▶ _PROBLEM REQUIREMENTS_: Present the records from their first line through the line containing "130), (400, 91)]" as a Markdown table with the columns Row and Line text, skipping any blank lines.

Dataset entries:
--
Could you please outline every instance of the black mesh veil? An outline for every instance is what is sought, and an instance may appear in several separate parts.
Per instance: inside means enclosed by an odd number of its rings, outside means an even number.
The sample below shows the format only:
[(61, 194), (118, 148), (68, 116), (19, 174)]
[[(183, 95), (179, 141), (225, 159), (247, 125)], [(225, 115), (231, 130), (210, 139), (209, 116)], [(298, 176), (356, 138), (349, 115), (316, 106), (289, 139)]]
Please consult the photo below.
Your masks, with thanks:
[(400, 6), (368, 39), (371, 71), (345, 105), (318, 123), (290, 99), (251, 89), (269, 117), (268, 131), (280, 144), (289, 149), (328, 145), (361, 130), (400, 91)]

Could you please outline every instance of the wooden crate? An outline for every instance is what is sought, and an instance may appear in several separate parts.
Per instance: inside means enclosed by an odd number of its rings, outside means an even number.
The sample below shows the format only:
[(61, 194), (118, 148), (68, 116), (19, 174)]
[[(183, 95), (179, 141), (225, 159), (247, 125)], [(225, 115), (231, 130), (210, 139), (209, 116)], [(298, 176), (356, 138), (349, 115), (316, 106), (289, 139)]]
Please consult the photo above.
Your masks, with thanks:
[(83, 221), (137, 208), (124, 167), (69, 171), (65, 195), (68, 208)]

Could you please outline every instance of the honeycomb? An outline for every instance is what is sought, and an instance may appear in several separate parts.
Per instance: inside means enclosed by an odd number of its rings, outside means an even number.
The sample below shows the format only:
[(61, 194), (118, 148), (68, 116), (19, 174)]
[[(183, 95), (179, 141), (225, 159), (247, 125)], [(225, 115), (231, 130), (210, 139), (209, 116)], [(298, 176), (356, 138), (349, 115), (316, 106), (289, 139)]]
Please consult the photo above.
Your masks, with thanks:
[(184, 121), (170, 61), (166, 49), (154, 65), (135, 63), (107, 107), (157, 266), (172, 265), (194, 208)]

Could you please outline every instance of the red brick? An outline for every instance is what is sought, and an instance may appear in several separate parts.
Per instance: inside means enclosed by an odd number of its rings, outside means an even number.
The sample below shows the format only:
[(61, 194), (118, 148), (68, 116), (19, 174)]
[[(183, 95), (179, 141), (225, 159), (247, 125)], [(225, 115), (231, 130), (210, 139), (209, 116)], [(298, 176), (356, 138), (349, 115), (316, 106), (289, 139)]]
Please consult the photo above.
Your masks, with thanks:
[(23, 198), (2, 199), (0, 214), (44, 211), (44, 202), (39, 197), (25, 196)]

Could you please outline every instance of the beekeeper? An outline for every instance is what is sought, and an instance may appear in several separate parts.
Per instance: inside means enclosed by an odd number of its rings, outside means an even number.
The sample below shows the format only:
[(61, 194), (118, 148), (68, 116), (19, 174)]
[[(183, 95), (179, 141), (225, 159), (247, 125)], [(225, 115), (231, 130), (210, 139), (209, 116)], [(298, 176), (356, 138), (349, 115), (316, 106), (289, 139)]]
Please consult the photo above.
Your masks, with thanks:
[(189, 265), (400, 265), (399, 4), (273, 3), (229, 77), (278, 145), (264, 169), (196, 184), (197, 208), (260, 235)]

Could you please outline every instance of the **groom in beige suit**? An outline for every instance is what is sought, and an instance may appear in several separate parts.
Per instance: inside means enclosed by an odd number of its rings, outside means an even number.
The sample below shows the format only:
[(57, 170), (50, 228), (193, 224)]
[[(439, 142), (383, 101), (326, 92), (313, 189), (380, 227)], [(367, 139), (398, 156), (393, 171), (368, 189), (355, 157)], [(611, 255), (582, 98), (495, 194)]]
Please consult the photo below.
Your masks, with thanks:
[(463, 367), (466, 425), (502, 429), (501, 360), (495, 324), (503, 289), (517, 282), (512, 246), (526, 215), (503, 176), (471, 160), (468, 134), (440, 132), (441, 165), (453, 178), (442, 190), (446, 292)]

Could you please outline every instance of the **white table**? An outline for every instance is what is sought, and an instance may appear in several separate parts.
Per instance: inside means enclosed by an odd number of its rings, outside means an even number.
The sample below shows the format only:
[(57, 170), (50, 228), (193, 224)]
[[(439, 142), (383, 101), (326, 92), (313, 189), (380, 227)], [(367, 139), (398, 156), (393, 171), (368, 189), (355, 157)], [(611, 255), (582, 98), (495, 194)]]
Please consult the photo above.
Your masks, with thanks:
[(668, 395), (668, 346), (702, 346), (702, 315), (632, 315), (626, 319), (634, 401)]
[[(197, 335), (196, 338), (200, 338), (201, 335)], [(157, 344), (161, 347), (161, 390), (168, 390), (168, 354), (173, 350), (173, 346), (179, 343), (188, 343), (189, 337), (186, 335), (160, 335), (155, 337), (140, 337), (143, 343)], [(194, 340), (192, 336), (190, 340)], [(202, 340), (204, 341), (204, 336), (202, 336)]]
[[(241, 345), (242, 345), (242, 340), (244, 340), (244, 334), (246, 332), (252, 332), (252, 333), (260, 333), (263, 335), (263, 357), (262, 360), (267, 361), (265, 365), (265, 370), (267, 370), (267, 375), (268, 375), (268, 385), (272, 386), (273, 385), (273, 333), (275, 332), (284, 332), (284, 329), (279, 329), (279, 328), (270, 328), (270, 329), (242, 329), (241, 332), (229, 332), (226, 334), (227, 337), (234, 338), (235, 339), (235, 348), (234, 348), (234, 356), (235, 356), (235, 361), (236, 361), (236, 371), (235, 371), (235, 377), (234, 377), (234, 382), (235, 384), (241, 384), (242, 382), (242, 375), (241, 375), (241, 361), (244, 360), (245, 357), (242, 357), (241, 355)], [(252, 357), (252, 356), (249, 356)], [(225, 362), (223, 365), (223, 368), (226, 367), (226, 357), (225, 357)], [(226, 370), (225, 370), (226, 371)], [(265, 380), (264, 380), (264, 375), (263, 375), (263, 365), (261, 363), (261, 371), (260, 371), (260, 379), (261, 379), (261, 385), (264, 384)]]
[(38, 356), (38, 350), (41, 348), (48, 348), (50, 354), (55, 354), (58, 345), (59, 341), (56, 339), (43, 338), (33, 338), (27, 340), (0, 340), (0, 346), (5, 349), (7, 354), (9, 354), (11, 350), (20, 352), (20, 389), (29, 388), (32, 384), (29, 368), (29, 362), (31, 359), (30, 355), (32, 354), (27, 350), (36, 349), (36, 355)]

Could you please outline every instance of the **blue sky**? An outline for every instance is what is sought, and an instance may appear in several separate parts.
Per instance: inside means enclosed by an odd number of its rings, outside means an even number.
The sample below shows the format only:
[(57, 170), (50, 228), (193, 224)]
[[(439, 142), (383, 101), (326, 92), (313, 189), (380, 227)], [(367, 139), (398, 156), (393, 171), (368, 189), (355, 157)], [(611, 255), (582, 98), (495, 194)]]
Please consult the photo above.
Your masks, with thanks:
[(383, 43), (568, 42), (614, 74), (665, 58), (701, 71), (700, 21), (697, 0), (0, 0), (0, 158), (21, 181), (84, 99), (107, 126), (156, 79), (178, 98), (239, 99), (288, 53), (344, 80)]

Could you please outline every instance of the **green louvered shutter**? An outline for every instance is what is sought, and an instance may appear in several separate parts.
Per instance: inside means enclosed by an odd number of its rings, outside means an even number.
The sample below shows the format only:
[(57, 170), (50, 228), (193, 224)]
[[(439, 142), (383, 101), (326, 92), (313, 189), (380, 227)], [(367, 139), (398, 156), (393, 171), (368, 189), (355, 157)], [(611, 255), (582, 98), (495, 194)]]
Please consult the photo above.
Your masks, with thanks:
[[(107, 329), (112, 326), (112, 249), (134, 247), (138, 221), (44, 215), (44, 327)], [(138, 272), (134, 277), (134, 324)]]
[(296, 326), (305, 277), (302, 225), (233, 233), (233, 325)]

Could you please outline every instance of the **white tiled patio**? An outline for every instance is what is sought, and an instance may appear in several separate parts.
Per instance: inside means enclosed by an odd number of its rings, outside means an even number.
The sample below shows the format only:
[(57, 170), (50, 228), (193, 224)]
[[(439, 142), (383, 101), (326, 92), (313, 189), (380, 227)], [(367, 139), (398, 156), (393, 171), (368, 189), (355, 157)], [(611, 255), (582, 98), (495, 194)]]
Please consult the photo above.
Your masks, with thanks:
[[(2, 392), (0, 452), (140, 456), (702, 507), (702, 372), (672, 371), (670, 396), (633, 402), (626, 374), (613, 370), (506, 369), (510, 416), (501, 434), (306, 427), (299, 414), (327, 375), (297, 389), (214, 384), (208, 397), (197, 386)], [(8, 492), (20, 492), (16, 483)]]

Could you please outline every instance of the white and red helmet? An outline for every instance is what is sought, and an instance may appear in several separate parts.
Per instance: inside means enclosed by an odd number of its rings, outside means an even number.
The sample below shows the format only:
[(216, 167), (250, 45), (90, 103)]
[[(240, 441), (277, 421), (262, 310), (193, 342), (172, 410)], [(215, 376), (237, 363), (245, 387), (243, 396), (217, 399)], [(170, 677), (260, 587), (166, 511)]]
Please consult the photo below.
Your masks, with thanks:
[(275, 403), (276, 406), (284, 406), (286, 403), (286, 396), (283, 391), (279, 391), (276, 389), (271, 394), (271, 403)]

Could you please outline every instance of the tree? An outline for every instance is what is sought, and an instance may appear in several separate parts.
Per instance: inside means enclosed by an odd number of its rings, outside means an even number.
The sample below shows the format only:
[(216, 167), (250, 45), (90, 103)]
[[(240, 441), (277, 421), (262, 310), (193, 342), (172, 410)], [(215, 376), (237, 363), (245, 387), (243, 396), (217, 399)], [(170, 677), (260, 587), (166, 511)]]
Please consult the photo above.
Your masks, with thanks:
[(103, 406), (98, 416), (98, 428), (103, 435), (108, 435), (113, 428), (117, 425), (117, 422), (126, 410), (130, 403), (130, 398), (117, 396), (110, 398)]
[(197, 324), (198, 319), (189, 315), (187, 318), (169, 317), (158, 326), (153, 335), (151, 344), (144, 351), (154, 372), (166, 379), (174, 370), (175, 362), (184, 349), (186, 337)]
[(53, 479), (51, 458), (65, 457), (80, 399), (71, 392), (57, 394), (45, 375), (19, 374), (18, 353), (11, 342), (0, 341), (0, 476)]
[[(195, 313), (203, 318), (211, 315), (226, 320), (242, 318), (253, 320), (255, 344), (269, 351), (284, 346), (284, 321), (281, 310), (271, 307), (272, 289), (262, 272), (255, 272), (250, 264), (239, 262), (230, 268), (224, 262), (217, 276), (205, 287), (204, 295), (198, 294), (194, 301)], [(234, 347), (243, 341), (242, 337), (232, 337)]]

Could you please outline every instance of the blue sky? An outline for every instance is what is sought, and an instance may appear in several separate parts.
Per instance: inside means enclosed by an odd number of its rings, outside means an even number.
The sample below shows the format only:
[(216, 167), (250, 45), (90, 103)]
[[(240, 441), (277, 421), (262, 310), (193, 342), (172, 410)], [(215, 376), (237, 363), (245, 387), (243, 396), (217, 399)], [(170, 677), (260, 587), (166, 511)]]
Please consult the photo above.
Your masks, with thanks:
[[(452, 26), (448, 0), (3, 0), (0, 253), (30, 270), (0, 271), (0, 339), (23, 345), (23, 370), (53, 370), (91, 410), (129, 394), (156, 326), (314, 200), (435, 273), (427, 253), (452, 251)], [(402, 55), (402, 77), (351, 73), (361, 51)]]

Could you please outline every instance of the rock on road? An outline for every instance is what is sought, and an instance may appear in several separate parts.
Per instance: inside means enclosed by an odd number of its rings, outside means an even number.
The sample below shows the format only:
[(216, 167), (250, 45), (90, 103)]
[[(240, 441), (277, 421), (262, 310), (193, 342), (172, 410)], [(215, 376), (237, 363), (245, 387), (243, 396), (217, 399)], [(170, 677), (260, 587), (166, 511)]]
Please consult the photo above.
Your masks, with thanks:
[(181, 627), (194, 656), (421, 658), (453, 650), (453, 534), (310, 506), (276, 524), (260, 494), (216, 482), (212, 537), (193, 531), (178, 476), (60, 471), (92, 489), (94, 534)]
--
▶ _RESPONSE TO THE TASK_:
| Row | Line text |
|---|---|
| 1 | Could you please outline every instance of the black mesh veil? An outline for every instance is what is sought, and an instance may appear in several separate parts. |
| 2 | Per instance: inside means enclosed by an odd number of its rings, outside means an even number. |
| 3 | The sample below shows the format only: |
| 4 | [(61, 194), (118, 148), (68, 116), (19, 174)] |
| 5 | [[(183, 95), (179, 141), (225, 159), (247, 125)], [(225, 115), (231, 130), (210, 139), (209, 116)], [(298, 176), (356, 138), (349, 115), (316, 106), (289, 139)]] |
| 6 | Please consult the photo below. |
| 7 | Your masks, with thanks: |
| 8 | [(400, 6), (368, 39), (371, 71), (345, 105), (318, 123), (290, 99), (251, 89), (269, 117), (268, 131), (280, 144), (289, 149), (328, 145), (361, 130), (400, 91)] |